◆ TASK GOAL: Output all of the entries below as a two-column CSV headed entry_text and answer, one row per entry, with each field quoted and line breaks replaced by spaces. Leave the pictures out.

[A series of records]

/---

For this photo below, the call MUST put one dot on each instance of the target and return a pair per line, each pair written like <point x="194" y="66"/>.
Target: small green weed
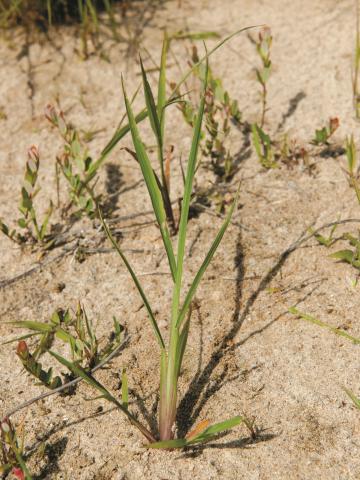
<point x="323" y="135"/>
<point x="263" y="48"/>
<point x="220" y="112"/>
<point x="12" y="452"/>
<point x="75" y="331"/>
<point x="263" y="147"/>
<point x="32" y="229"/>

\---

◆ TASK RESPONSE:
entry_text,answer
"For this photo below, the call MUST put one dot on each instance of the target and return a pair per line, each pair written like <point x=""194"" y=""66""/>. Target: small green weed","<point x=""323"" y=""135""/> <point x=""263"" y=""48""/> <point x=""220"" y=""112""/> <point x=""12"" y=""452""/> <point x=""75"" y=""331""/> <point x=""263"" y=""147""/> <point x=""32"" y=""229""/>"